* TEXT:

Still further provided is a method of detecting coronary artery disease in a harvested donor heart prior to transplantation. The method comprises scanning the harvested donor heart with OCT to general serial images of the heart and examining the images for signs of disease, whereupon coronary artery disease can be detected in a harvested donor heart prior to transplantation. Preferably, the harvested donor heart is placed in a clear, crystalloid solution prior to scanning with OCT. If plaques are detected, such a method enables stenting of plaques prior to transplantation. The benefits of such prophylactic treatment are the inhibition or prevention of further progression of the plaques after transplantation and the avoidance of an invasive stenting procedure in the transplant recipient.

EXAMPLE

The following example is provided for the purpose of illustration. The example is not intended to limit the scope of the claimed invention.

Example 1

This example demonstrates the reproducibility and accuracy of the method.

Conduits were procured endoscopically (37 SV and 8 RA) and by open technique (9 RA) from 50 patients. Surplus segments were analyzed by OCT for evidence of pre-existing pathology or traumatic injury. Focal plaques in RA and areas of intimal hyperplasia in SV were quantified as intimal/medial thickness ratio (IMT>0.5). Biopsies were obtained for histological confirmation and to analyze matrix metalloproteinase-2 levels (for SV) and prostacyclin/NO metabolites (for RA). Inter-observer kappa coefficients and a Bland-Altman analysis were used to determine the reproducibility and accuracy of OCT interpretations.

* TASKS TO PERFORM:
a) Repeat the OCT passage between "The following example" and "of the method.", inclusive.
b) Pick up the OCT passage after its last sentence and continue it.
The material is not needed for this work.

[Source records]
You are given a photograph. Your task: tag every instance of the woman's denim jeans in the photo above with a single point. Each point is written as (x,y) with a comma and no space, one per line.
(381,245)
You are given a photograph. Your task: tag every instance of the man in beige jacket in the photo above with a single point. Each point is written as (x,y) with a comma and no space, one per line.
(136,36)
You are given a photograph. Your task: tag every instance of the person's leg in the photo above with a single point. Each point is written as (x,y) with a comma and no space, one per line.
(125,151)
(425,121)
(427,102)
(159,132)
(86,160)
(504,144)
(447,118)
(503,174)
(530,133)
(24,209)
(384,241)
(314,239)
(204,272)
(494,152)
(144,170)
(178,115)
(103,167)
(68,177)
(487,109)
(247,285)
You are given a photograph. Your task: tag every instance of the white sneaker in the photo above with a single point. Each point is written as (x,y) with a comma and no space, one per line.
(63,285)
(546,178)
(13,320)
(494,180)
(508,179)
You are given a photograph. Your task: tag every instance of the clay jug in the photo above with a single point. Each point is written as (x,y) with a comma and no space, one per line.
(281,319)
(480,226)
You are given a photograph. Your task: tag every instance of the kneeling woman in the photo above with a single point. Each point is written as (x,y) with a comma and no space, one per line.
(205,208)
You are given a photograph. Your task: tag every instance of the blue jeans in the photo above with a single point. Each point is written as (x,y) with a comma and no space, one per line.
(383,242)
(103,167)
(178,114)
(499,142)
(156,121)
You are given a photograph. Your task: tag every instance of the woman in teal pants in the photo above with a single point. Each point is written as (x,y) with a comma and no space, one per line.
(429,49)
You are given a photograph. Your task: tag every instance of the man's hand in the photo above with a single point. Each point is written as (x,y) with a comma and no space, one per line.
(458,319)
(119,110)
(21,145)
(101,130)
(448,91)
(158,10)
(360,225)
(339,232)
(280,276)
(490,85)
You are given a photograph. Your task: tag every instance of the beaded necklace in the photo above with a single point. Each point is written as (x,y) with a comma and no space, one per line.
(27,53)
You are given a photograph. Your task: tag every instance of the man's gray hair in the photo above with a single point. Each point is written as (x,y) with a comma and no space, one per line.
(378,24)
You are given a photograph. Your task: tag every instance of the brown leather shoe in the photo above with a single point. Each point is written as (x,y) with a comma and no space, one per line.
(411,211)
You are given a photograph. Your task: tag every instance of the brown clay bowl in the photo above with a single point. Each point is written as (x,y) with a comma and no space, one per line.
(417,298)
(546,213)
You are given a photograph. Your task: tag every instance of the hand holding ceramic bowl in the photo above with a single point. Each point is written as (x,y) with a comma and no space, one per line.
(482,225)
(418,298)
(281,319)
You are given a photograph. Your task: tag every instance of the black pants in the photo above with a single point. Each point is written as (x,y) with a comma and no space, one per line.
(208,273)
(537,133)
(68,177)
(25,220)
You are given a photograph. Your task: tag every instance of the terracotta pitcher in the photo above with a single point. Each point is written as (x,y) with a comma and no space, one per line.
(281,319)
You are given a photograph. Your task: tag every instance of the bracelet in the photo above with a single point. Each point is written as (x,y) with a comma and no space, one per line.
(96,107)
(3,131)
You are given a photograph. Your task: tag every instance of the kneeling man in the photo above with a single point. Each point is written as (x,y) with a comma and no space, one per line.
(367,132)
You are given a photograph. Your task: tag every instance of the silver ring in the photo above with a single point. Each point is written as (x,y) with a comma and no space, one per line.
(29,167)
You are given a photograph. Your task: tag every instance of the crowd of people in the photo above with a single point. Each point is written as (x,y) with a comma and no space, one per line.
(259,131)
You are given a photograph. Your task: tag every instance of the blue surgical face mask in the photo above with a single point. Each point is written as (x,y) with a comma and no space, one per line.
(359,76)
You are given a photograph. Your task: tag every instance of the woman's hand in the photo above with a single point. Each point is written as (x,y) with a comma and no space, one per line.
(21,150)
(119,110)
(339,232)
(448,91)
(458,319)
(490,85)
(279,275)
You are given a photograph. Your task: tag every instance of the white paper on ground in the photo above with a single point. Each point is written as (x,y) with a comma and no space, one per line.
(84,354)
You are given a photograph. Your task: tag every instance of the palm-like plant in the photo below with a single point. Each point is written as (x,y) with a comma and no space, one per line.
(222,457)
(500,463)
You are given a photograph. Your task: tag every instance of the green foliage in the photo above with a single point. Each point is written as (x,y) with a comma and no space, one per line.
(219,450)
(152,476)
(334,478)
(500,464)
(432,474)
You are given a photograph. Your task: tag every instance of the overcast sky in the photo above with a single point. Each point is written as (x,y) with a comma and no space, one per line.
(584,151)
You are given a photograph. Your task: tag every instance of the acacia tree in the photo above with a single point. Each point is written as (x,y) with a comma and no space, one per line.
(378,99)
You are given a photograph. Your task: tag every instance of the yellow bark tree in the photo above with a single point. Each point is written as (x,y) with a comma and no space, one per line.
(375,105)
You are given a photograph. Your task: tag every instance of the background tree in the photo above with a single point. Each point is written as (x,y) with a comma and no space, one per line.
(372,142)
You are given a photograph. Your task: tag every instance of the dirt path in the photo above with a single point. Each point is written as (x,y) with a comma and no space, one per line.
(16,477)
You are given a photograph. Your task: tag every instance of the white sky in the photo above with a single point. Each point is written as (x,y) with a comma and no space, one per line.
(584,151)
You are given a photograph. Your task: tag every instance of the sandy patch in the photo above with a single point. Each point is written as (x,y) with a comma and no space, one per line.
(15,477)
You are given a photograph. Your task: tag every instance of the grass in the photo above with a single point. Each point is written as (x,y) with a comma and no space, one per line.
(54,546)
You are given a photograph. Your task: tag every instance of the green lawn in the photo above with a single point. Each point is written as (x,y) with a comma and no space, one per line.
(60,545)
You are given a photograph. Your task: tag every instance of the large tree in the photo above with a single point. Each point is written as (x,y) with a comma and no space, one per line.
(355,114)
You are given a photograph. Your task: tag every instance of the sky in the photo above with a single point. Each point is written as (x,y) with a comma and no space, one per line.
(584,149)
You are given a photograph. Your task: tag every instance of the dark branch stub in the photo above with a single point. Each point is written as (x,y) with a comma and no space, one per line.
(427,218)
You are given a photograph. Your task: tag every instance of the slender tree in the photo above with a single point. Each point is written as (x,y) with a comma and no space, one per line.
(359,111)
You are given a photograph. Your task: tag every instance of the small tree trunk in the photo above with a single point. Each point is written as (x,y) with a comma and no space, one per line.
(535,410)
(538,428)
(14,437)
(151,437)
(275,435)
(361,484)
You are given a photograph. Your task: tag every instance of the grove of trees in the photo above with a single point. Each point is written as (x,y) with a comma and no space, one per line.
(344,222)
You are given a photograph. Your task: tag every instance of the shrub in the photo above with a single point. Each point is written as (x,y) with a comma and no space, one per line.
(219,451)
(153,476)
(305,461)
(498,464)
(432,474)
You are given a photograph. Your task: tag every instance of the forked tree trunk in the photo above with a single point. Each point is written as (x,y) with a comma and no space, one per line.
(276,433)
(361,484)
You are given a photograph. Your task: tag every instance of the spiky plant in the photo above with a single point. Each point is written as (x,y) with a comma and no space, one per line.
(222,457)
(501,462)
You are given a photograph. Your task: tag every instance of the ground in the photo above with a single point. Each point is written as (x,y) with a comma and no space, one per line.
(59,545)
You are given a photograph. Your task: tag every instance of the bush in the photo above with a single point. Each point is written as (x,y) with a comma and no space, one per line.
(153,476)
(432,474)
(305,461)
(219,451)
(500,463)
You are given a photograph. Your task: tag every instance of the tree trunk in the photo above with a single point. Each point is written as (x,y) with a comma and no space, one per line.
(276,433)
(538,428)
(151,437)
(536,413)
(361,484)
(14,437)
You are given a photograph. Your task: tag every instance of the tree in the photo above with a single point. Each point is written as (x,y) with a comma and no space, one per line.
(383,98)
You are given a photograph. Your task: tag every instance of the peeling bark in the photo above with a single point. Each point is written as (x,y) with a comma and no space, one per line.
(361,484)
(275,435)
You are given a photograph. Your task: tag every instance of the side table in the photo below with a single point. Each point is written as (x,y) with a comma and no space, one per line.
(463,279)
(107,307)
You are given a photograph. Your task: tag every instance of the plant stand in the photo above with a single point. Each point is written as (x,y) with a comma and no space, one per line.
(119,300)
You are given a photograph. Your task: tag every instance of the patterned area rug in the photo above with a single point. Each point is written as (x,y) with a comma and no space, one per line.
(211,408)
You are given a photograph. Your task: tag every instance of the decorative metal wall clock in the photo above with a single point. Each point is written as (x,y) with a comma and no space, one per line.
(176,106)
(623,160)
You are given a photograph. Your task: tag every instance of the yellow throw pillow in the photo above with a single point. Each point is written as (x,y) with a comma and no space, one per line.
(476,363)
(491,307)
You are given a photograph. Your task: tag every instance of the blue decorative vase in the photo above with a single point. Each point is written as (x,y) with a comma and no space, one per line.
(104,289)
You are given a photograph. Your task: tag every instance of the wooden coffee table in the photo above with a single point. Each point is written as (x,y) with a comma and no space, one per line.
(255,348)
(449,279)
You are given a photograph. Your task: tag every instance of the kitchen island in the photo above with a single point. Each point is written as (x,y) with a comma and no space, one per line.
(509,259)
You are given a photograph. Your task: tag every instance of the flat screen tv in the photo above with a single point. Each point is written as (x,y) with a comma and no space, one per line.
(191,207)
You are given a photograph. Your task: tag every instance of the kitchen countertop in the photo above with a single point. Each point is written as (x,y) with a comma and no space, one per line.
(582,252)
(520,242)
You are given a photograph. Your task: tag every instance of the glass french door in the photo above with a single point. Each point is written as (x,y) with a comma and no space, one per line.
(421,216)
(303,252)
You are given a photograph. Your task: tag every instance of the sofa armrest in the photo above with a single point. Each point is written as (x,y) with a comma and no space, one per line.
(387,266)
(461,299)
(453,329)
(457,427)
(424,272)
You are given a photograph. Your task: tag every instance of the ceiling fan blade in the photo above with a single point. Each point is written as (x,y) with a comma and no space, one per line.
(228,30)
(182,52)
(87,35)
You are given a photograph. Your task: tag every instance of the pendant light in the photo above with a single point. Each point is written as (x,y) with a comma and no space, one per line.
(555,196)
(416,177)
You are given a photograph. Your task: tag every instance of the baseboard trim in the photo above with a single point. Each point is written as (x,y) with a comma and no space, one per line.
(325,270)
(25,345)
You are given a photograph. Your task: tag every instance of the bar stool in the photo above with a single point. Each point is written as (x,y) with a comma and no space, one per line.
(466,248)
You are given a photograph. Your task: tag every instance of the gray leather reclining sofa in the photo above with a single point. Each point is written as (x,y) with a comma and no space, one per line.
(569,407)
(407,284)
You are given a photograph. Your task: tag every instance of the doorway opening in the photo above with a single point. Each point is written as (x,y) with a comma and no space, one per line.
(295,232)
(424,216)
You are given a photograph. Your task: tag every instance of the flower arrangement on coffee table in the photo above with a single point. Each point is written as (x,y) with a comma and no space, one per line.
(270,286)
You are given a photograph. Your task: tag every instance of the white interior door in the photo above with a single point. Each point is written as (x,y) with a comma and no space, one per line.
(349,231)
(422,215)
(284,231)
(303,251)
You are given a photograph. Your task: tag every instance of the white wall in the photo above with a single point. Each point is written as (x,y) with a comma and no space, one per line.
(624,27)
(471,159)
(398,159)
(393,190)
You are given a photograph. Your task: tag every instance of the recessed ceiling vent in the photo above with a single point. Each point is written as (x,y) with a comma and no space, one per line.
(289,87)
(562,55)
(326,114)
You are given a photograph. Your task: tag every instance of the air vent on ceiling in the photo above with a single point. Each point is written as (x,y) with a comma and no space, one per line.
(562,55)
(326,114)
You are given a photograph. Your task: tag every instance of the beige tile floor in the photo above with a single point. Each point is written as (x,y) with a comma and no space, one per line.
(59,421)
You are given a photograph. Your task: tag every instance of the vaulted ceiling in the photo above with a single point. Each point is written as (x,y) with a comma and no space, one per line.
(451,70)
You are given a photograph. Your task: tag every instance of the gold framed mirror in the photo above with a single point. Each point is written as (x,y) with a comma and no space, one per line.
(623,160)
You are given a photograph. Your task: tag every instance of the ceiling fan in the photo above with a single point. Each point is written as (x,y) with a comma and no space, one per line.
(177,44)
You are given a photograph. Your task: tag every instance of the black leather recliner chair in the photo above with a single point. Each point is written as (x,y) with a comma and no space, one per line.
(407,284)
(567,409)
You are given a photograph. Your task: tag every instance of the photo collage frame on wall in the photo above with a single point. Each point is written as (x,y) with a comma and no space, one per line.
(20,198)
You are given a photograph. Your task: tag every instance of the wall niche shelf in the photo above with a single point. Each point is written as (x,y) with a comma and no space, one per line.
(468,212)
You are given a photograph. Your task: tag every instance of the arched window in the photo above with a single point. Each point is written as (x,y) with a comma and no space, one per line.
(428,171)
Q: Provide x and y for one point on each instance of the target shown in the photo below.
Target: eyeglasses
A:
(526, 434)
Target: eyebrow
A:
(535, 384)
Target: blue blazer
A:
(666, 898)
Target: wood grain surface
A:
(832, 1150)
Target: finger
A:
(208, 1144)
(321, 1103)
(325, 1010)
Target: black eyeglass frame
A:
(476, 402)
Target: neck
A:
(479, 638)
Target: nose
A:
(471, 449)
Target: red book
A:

* RESULTS OF THE TASKS:
a)
The following example is provided for the purpose of illustration. The example is not intended to limit the scope of the claimed invention.

Example 1

This example demonstrates the reproducibility and accuracy of the method.

b)
Imaging revealed plaque in 76% of the RA. Endoscopically harvested conduits showed intraluminal clots (38%) and intimal tears ranging from severe (6%) to mild (88%). Intimal thickening was detected in 86% of SV, whereas intraluminal clot was detected in 68% of SV, IMT as determined by OCT correlated significantly with matrix metalloproteinase-2 levels (R=0.6804) in SV and with metabolites of prostacyclin (R=−0.55) and NO (R=−0.58) in RA. OCT imaging was reproducible (inter-observer kappa coefficients>0.81 for the characterization of plaque types) and correlated strongly with histology (R=,8, p<0.001).

All references, including publications, patent applications, and patents, cited herein are hereby incorporated by reference to the same extent as if each reference were individually and specifically indicated to be incorporate by reference and were set forth in its entirety herein.

The use of the terms “a,” “an,” “the,” and similar referents in the context of describing the invention (especially in the context of the following claims) ate to be construed to cover both the singular and the plural, unless otherwise indicated herein or clearly contradicted by context. The recitation of ranges of values herein is merely intended to serve as a shorthand method of referring individually to each separate value falling within the range, unless otherwise indicated herein, and each separate value is incorporated into the specification as if it were individually recited herein. All methods described herein can be performed in any suitable order unless otherwise indicated herein or otherwise clearly contradicted by context. The use of any and all examples, or exemplary language (e.g., “such as”) provided herein, is intended merely to illustrate better the invention and does not pose a limitation on the scope of the invention unless otherwise claimed. No language in the specification should be construed as indicating any non-claimed element as essential to the practice of the invention.

Preferred embodiments of this invention are described herein, including the best mode known to the inventors for carrying out the invention. It should be understood dial the illustrated embodiments are exemplary only, and should not be taken as limiting the scope of the invention.